**WHAT YOU NEED TO DO:**
Among the records below, find the lines containing "brown" and state only how many there are.

**Stored items from a collection:**

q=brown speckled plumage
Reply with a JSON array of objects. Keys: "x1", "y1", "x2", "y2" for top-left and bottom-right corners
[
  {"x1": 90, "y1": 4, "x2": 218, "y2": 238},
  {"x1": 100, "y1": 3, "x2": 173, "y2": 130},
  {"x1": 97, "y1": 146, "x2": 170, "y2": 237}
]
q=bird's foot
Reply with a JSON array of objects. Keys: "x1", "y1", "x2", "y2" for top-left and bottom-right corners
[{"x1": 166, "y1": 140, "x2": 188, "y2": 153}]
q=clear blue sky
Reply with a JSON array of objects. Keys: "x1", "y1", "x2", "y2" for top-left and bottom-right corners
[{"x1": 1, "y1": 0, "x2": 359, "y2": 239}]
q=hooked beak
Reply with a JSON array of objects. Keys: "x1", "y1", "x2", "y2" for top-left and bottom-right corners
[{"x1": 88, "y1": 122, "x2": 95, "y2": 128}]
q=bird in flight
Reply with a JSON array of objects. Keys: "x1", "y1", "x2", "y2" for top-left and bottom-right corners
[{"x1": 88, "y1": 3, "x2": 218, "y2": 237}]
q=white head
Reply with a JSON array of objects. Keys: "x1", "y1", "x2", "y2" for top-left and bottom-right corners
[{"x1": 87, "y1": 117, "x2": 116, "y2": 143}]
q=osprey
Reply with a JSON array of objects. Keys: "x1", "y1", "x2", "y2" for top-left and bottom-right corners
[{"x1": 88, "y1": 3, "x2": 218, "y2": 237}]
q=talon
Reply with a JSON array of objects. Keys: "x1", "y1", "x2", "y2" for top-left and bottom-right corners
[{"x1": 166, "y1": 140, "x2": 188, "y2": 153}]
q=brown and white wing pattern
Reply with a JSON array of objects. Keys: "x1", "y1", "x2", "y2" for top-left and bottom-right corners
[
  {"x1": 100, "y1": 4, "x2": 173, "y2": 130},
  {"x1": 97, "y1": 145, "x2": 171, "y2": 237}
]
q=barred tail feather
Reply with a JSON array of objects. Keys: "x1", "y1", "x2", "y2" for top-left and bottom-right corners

**RESULT OF THIS EXERCISE:**
2